##### DATA SHOWN #####

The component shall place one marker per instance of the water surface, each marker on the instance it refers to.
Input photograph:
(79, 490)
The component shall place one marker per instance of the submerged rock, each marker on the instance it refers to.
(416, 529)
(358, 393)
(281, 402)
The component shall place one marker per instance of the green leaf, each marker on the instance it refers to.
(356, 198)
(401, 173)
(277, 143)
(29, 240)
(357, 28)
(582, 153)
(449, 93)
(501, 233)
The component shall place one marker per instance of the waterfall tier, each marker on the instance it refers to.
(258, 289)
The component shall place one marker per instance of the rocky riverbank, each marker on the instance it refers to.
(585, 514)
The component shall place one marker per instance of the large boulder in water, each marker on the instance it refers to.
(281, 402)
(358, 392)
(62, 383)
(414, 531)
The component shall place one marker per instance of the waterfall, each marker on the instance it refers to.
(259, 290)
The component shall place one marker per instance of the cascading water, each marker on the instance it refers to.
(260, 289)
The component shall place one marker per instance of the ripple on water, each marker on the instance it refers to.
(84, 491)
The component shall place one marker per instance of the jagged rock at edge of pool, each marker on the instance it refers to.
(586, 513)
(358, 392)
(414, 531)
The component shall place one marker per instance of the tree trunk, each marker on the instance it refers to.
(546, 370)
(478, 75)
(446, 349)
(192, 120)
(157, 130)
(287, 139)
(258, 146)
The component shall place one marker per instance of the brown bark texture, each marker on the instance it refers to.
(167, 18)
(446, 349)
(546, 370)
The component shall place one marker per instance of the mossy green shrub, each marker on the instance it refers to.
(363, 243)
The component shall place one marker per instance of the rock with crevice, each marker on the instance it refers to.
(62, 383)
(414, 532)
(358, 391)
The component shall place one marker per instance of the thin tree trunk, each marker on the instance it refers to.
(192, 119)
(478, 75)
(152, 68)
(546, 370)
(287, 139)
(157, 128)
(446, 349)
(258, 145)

#####

> DESCRIPTION OF THE TASK:
Every line of the listing should be reproduced exactly.

> ANSWER SECTION:
The component shall place one marker per instance of the water surface, each marker on the instance it refers to.
Input photograph:
(79, 490)
The component shall place one marker per instance of the submerged rock, each marker on the instance it refers to.
(416, 529)
(358, 393)
(281, 402)
The component shall place one marker per instance of the green leaf, each marker on the instance it refers to.
(356, 198)
(401, 173)
(277, 143)
(29, 240)
(357, 28)
(582, 153)
(449, 93)
(501, 233)
The component shall place one marker per instance of the waterfall tier, each marker on the instance it refers to.
(258, 289)
The component shall place one marker per instance of the rocky riverbank, each marker on the instance it refers to.
(585, 514)
The component shall place one marker per instance of the large boulder in water, each marker on the instance it refers to.
(281, 402)
(358, 392)
(62, 383)
(414, 531)
The component shall place one marker per instance of the waterfall, each marker on the instance it refers to.
(259, 290)
The component shall place one marker per instance of the cascading water, each marker on the instance it refers to.
(260, 289)
The component shall place one marker per instance of the ripple on water, each marker on the instance it refers to.
(84, 491)
The component shall place one marker per instance of the jagged rock at edge of pool, each marker on the instance it refers to.
(586, 513)
(358, 392)
(414, 531)
The component shall place one marker per instance of the tree trunk, each marker on the instance it refers to.
(546, 370)
(478, 75)
(446, 349)
(192, 120)
(157, 130)
(287, 139)
(258, 146)
The component shall place one marker per instance of the brown bark texture, each marker on the instance it refers to.
(167, 18)
(446, 349)
(546, 370)
The component shall place one marker per instance of the mossy green shrub, each marker on the instance it refers to.
(363, 243)
The component shall place one marker per instance of the rock with crevice, each marker on the instance it refers to.
(62, 383)
(414, 532)
(358, 391)
The component shall place one marker per instance of the thin tree trunk, each marker on the instance it refers to.
(192, 119)
(478, 75)
(152, 68)
(546, 370)
(287, 139)
(157, 128)
(446, 349)
(258, 145)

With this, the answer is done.